:: TRECHO DO DOCUMENTO ::

Discurso durante a 122ª Sessão Deliberativa Ordinária, no Senado Federal

Proposta de audiência pública, dirigida à Comissão de Assuntos Sociais, para a discussão do Projeto de Lei do Senado 134, de 2001, que trata da modificação do artigo 618 da CLT.

Autor
Moreira Mendes (PFL - Partido da Frente Liberal/RO)
Nome completo: Rubens Moreira Mendes Filho
Casa
Senado Federal
Tipo
Discurso
Resumo por assunto
LEGISLAÇÃO TRABALHISTA.:
  • Proposta de audiência pública, dirigida à Comissão de Assuntos Sociais, para a discussão do Projeto de Lei do Senado 134, de 2001, que trata da modificação do artigo 618 da CLT.
Publicação
Publicação no DSF de 07/11/2002 - Página 19853
Assunto
Outros > LEGISLAÇÃO TRABALHISTA.
Indexação
  • PROPOSTA, ORADOR, COMISSÃO DE ASSUNTOS SOCIAIS (CAS), REALIZAÇÃO, AUDIENCIA PUBLICA, DEBATE, PROJETO DE LEI, ALTERAÇÃO, CONSOLIDAÇÃO DAS LEIS DO TRABALHO (CLT), ESPECIFICAÇÃO, REDUÇÃO, FORMALIDADES, MERCADO DE TRABALHO, CRIAÇÃO, EMPREGO, MELHORIA, QUALIDADE, AUXILIO, PROTEÇÃO, LEGISLAÇÃO TRABALHISTA, LEGISLAÇÃO PREVIDENCIARIA.
  • APRESENTAÇÃO, RESUMO, QUESTIONAMENTO, POPULAÇÃO, REFERENCIA, ALTERAÇÃO, CONSOLIDAÇÃO DAS LEIS DO TRABALHO (CLT).

SR. MOREIRA MENDES (PFL - RO) - Sr. Presidente, Srªs e Srs. Senadores, o Parlamento brasileiro tem sido, por vezes, acusado de negligente ou de açodado, quando se debruça sobre temas delicados e considerados urgentes pela sociedade. Se as acusações procedem ou não, isso é assunto para um próximo discurso, mas o que é certo é que o Senado tem que cumprir o seu trabalho. Encontra-se na Comissão de Constituição, Justiça e Cidadania, o PLS de nº 134 de 2001 (origem PL 5.48312001) para ser relatado pelo Senador Francelino Pereira, após será encaminhado à Comissão de Assuntos Sociais, na qual foi designado relator. O projeto trata da modificação do art. 618 da CLT. Vejo, com satisfação, que o Presidente eleito, Luiz Inácio Lula da Silva, colocou entre as prioridades de seu governo, a realização de uma reforma trabalhista que não revogue nenhum direito dos trabalhadores brasileiros.

:::
:: TRECHOS DO MATERIAL ::

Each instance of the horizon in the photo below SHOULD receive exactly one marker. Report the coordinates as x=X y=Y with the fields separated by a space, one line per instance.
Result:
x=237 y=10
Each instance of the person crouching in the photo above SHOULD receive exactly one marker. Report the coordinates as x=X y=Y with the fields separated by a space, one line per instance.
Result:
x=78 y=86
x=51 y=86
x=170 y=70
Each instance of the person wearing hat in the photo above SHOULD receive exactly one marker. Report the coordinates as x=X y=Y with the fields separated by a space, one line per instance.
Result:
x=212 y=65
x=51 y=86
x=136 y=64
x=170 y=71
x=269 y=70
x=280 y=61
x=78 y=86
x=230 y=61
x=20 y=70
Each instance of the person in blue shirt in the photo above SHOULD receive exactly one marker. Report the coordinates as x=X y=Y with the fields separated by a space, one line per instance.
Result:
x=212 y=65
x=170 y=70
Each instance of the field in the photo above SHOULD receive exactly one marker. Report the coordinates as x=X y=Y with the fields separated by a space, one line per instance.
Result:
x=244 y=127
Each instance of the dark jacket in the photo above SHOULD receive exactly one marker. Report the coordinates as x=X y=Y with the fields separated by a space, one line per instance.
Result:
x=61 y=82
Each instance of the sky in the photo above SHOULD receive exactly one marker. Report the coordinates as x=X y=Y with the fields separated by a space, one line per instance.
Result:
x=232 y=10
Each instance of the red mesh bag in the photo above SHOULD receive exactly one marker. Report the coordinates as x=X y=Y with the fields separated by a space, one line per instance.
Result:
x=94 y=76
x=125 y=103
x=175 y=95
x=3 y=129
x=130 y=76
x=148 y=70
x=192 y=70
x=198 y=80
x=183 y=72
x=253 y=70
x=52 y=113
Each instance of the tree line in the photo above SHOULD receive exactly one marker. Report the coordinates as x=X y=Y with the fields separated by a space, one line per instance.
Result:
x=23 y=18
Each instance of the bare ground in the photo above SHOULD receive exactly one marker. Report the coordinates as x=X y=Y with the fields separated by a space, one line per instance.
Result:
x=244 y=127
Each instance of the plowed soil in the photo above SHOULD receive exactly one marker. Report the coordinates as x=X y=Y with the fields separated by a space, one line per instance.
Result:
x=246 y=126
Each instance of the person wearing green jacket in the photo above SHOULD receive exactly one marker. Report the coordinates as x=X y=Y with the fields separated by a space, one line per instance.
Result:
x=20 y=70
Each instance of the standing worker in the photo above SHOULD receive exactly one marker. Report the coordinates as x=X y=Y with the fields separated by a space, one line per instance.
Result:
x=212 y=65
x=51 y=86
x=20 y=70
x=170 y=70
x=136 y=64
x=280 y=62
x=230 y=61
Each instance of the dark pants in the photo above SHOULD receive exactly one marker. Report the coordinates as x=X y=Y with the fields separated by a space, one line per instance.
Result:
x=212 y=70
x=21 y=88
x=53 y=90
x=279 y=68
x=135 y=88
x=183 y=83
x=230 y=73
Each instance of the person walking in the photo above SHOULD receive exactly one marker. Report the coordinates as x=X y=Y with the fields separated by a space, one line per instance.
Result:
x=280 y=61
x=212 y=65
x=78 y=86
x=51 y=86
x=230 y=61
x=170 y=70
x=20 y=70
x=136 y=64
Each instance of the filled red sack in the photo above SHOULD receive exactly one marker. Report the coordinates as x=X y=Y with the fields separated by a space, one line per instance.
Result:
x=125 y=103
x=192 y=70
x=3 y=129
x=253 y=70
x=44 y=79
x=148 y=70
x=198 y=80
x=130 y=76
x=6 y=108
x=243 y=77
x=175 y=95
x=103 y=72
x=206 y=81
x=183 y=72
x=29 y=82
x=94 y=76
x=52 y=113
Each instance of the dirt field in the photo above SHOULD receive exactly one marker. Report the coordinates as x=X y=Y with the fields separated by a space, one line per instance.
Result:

:::

◆ **TAREFA PROPOSTA 1**
Responda com base no discurso:
(a) Qual é o nome completo do autor?
(b) Em que data e em que página do DSF o discurso foi publicado?
(c) Segundo o orador, que reforma o presidente eleito colocou entre as prioridades de seu governo?
◆ **TAREFA PROPOSTA 2**
Copie do discurso o trecho entre "Nome completo: Rubens" e "Outros > LEGISLAÇÃO TRABALHISTA.", incluindo ambos os extremos.

◆ **RESPOSTA ESCRITA 1**
(a) Rubens Moreira Mendes Filho.
(b) Em 07/11/2002, na página 19853.
(c) Uma reforma trabalhista que não revogue nenhum direito dos trabalhadores brasileiros.

◆ **RESPOSTA ESCRITA 2**
Nome completo: Rubens Moreira Mendes Filho
Casa
Senado Federal
Tipo
Discurso
Resumo por assunto
LEGISLAÇÃO TRABALHISTA.:
  • Proposta de audiência pública, dirigida à Comissão de Assuntos Sociais, para a discussão do Projeto de Lei do Senado 134, de 2001, que trata da modificação do artigo 618 da CLT.
Publicação
Publicação no DSF de 07/11/2002 - Página 19853
Assunto
Outros > LEGISLAÇÃO TRABALHISTA.